# What to work on:
a) In the forum thread about the Cicero passage, copy the text between "Calidio hoc unum,si nihil utilitatis habebat, abfuit,si" and "any comments please?", inclusive, swapping "Calidius" for "speaker".
b) According to Quiviscumque in the forum thread about the Cicero passage, what does "hoc unum" mean?

# Calidio hoc unum,si nihil utilitatis habebat



## Lamb67

Calidio hoc unum,si nihil utilitatis habebat, abfuit,si opus erat,defuit.(Cic. Brut. 80)
_If there was nothing urgent for this particular Calidius, he was absent.
but if there was some work, he was useless.


Here is the search results on hoc unum by _Scholiast.
_ut tibi quidem videri solet_ is in parenthesis, and simply interrupts the main idea, _cum sit opus unum hoc oratorium maxime_, "...since this one form of literary activity [more than any other] is most oratorical [i.e. calls for the skills of one trained in oratorical composition

It doest not seem to be very helpful, but I am doing my best.

any comments please?


----------



## Quiviscumque

Dear Lamb, you are cheating  That text does not appear in Cicero's "Brutus de claris oratoribus".

Anyway, "hoc unum" means "this alone".

​


----------



## relativamente

Opus est means almost the same as necesse est, but more than  it is necessary means it is important


----------



## CapnPrep

Quiviscumque said:


> Dear Lamb, you are cheating  That text does not appear in Cicero's "Brutus de claris oratoribus".


Actually, it does, at 80[276], just as Lamb67 indicated.


Lamb67 said:


> _If there was nothing urgent for this particular Calidius, he was absent._


_Hoc unum_ (*nom*/acc) cannot modify _Calidio_ (*dat*/abl). You must find a different syntactic function for _hoc unum_ in this sentence.


----------



## Lamb67

Hoc is the subject, another guy maybe.

When he has a minor buzziness for Calidius, he was absent; when there was some serious buzziness, he would fail in the end.


----------



## Quiviscumque

CapnPrep said:


> Actually, it does, at 80[276], just as Lamb67 indicated.



"Illi", not "Calidio" . I was just kidding.
Dear Lamb, Cicero is saying that in Calidius "nec erat ulla vis atque contentio". "Hoc unum" or "illi abfuit" or "illi defuit".


----------



## CapnPrep

Lamb67 said:


> Hoc is the subject, another guy maybe.


There are very few situations where you could use neuter _hoc_ to refer to "another guy"…


----------



## Lamb67

If he was of little use in this one case by staying away, then he would fail when a serious work came.


----------



## Quiviscumque

Dear Lamb, this one is convoluted, even for Cicero. The meaning flows along the whole paragraph.

"duo summe tenuit, ut et rem illustraret disserendo et animos eorum qui audirent devinciret voluptate;"

I. e., Calidius had got two good qualities.

"aberat tertia illa laus, qua permoveret atque incitaret animos, quam plurimum pollere diximus; nec erat ulla vis atque contentio:"

But he lacked a third one.

"sive consilio, quod eos, quorum altior oratio actioque esset ardentior, furere atque bacchari arbitraretur, sive quod natura non esset ita factus sive quod non consuesset sive quod non nosset". 

Perhaps because Calidius thought it was not really a quality, perhaps because Nature did not give him this gift.

"Hoc unum illi, si nihil utilitatis habebat, afuit; si opus erat, defuit."

This alone was for him an absence (if you think it is not necessary) or a defect (it you think it is necessary).


----------

# Recorded information:
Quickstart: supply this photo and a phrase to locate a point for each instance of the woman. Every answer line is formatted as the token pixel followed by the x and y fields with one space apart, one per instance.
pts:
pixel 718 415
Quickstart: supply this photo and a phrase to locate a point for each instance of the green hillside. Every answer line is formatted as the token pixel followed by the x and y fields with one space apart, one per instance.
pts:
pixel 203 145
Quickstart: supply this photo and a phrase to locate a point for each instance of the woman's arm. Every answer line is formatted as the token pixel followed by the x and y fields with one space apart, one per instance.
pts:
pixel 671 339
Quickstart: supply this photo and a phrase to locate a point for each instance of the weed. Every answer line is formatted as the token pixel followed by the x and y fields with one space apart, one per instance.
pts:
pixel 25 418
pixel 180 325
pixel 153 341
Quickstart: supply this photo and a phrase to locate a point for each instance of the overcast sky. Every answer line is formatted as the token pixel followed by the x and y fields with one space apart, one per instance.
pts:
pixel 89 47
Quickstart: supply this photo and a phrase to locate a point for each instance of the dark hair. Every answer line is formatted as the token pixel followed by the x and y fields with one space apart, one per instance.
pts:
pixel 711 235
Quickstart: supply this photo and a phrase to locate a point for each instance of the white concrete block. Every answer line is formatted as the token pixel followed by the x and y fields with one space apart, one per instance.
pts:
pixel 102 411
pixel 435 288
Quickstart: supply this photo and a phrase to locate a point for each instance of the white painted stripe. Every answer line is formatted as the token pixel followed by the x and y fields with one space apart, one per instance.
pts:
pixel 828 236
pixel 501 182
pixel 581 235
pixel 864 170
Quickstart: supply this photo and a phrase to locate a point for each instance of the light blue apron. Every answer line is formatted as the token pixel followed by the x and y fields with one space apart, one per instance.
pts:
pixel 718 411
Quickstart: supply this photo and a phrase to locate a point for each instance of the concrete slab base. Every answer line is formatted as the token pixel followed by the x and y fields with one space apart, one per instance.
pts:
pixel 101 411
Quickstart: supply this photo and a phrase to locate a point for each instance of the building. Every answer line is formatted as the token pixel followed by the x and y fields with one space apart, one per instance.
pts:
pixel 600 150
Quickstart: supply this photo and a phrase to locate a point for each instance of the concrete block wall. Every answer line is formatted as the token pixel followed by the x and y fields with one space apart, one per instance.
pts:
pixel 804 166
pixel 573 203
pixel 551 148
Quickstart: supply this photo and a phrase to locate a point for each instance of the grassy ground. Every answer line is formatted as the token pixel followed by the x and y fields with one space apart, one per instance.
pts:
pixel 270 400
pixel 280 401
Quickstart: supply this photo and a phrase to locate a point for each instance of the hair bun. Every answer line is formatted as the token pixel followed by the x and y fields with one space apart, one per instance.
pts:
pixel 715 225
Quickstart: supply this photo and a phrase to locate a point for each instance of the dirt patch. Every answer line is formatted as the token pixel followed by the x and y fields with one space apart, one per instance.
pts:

# Answers to the exercises:
a)
Calidio hoc unum,si nihil utilitatis habebat, abfuit,si opus erat,defuit.(Cic. Brut. 80)
_If there was nothing urgent for this particular speaker, he was absent.
but if there was some work, he was useless.


Here is the search results on hoc unum by _Scholiast.
_ut tibi quidem videri solet_ is in parenthesis, and simply interrupts the main idea, _cum sit opus unum hoc oratorium maxime_, "...since this one form of literary activity [more than any other] is most oratorical [i.e. calls for the skills of one trained in oratorical composition

It doest not seem to be very helpful, but I am doing my best.

any comments please?

b) "This alone."